Requirement a: Show each line of the rows below that contains the word "dark", copying every such line in full.

From early November 1915 until February 1916 the 12th Brigade was swapped with the 107th Brigade of the 36th (Ulster) Division.

Artillery
 XIV Brigade, Royal Field Artillery (until 14 January 1917)
 XXIX Brigade, Royal Field Artillery
 XXXII Brigade, Royal Field Artillery
 XXXVII (Howitzer) Brigade, Royal Field Artillery (until 17 February 1915)
 CXXVII (Howitzer) Brigade, Royal Field Artillery (from 6 August 1915 until 21 May 1916)
 31st Heavy Battery, Royal Garrison Artillery (until 29 April 1915)

Engineers
 7th Field Company, Royal Engineers (until 29 April 1915)
 9th Field Company, Royal Engineers
 1st West Lancashire Field Company, Royal Engineers (from 14 February 1915 until 28 February 1916)
 1st Renfrew Field Company, Royal Engineers (joined 2 May 1916; became 406th (Renfrew) Field Company 3 February 1917)
 1st Durham Field Company, Royal Engineers (joined 20 September 1916; became 526th (Durham) Field Company 3 February 1917)

Pioneers
 21st (Service) Battalion, West Yorkshire Regiment (from 21 June 1916)

Second World War

France and Belgium

Shortly after the outbreak of the Second World War in September 1939 the 4th Division, under Major General Dudley Johnson, who had won the Victoria Cross (VC) in the Great War, was sent to the border between France and Belgium as part of Lieutenant-General Alan Brooke's II Corps of the British Expeditionary Force (BEF). All three of the division's brigades were commanded by distinguished soldiers, the 10th by Brigadier Evelyn Barker, the 11th by Brigadier Kenneth Anderson and the 12th by Brigadier John Hawkesworth. After the disastrous Battle of France in May–June 1940, where the division sustained heavy losses, and the evacuation at Dunkirk, it spent the next two years in the United Kingdom on anti-invasion duties and training for its next deployment.

In June 1942 the division, now under Major General John Hawkesworth, was selected to be converted into a 'mixed' division, consisting of two infantry brigades and one tank brigade. As a result of this change, the divisions' 11th Infantry Brigade left the division and was replaced by the 21st Army Tank Brigade.

Requirement b: Duplicate the 4th Division passage above from "From early November" to "17 February 1915)".

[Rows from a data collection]
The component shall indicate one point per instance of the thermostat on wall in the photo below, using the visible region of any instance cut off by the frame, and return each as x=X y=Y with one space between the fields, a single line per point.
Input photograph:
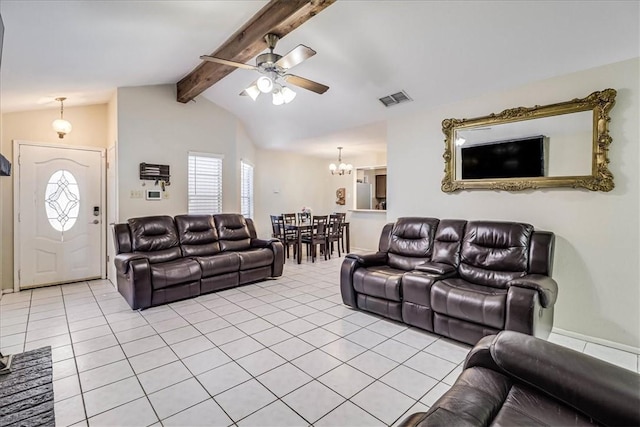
x=154 y=195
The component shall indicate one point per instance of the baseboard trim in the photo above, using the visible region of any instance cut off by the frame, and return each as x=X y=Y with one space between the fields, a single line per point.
x=595 y=340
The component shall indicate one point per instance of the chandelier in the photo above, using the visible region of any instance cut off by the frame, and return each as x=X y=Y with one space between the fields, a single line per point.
x=61 y=126
x=341 y=168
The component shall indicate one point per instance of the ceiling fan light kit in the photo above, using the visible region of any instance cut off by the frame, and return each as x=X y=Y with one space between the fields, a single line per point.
x=61 y=126
x=274 y=67
x=341 y=168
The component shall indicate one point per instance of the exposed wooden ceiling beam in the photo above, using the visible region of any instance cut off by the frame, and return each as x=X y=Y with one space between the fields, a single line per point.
x=279 y=17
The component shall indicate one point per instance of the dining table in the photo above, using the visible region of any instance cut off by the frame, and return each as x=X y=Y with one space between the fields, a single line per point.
x=300 y=228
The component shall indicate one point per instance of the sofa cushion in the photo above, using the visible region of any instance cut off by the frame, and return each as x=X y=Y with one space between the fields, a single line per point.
x=493 y=252
x=153 y=233
x=458 y=298
x=225 y=262
x=448 y=241
x=233 y=232
x=198 y=235
x=379 y=281
x=156 y=237
x=254 y=258
x=174 y=272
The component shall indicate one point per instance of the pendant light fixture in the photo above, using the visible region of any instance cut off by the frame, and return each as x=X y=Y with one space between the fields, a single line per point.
x=341 y=168
x=61 y=126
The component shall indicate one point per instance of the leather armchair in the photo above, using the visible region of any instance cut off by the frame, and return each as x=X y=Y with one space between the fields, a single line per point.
x=515 y=379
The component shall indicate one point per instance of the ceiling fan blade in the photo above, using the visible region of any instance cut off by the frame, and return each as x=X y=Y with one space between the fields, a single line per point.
x=226 y=62
x=252 y=91
x=306 y=83
x=295 y=56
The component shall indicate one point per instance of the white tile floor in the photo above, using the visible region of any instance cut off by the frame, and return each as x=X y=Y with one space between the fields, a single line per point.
x=282 y=352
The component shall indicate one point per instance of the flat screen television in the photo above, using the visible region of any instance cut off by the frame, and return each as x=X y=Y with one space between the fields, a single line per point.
x=515 y=158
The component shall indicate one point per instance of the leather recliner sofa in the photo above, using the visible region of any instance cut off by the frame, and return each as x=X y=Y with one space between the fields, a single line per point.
x=162 y=259
x=460 y=279
x=513 y=379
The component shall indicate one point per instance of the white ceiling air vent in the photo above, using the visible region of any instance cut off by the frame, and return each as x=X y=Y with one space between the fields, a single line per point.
x=395 y=98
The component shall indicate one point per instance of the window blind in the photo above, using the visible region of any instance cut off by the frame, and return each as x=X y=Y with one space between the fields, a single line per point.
x=205 y=183
x=246 y=189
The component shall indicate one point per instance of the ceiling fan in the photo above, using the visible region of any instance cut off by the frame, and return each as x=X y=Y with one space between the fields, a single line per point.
x=273 y=68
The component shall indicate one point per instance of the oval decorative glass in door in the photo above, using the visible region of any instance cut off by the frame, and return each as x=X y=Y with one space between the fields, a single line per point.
x=62 y=200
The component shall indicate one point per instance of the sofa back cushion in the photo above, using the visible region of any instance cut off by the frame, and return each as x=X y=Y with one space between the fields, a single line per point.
x=233 y=233
x=494 y=252
x=448 y=241
x=198 y=235
x=156 y=237
x=411 y=242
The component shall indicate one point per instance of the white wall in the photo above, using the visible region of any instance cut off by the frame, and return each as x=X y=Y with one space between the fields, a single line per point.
x=285 y=182
x=154 y=128
x=597 y=234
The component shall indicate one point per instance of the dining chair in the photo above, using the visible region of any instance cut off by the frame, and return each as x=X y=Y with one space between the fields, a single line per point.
x=303 y=217
x=343 y=219
x=317 y=236
x=334 y=232
x=289 y=218
x=279 y=230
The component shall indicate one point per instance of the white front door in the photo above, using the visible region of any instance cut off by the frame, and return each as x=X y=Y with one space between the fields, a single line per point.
x=59 y=233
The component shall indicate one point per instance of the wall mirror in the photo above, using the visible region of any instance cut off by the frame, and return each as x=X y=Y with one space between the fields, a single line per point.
x=371 y=188
x=558 y=145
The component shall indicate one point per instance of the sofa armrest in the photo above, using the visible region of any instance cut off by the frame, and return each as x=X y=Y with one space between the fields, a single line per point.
x=605 y=392
x=123 y=261
x=275 y=245
x=368 y=260
x=438 y=268
x=546 y=287
x=263 y=243
x=134 y=279
x=480 y=354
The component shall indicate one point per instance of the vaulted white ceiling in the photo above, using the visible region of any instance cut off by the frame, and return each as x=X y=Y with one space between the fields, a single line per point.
x=437 y=51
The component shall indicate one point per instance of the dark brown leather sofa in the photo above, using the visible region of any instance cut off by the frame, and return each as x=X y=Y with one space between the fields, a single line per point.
x=514 y=379
x=460 y=279
x=162 y=259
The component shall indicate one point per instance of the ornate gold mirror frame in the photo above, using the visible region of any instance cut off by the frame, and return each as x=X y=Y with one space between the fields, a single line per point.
x=600 y=179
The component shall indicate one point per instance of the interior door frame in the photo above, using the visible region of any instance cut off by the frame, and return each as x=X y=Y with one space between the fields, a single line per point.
x=16 y=202
x=111 y=212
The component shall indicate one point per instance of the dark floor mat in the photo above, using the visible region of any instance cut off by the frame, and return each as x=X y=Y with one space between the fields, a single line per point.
x=26 y=393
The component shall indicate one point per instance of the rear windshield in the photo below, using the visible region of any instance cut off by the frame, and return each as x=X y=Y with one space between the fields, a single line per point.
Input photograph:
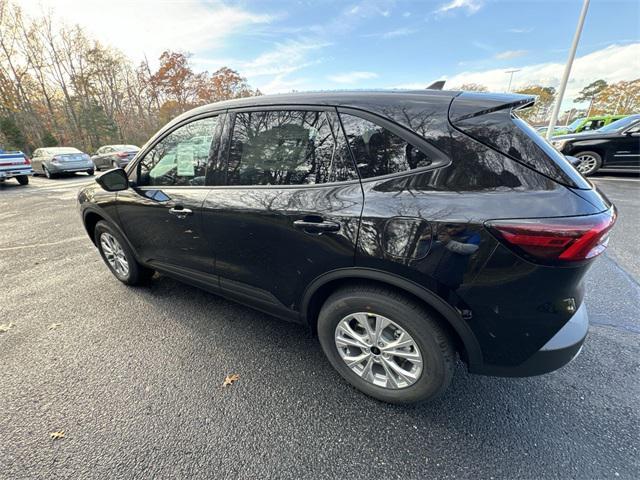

Written response a:
The component shall indicate one point per instance of the dark brown leather sofa in the photo above, using the visible region of any instance cut off by the frame, and return each as x=X y=Y with one space between the fields, a single line per point.
The component shall indicate one point per instance of the dark floor mat in the photo above, using the visible region of any instance cut off by the frame, and return each as x=X y=Y with one space between the fields, a single line per point.

Written response b:
From early November 1915 until February 1916 the 12th Brigade was swapped with the 107th Brigade of the 36th (Ulster) Division.

Artillery
 XIV Brigade, Royal Field Artillery (until 14 January 1917)
 XXIX Brigade, Royal Field Artillery
 XXXII Brigade, Royal Field Artillery
 XXXVII (Howitzer) Brigade, Royal Field Artillery (until 17 February 1915)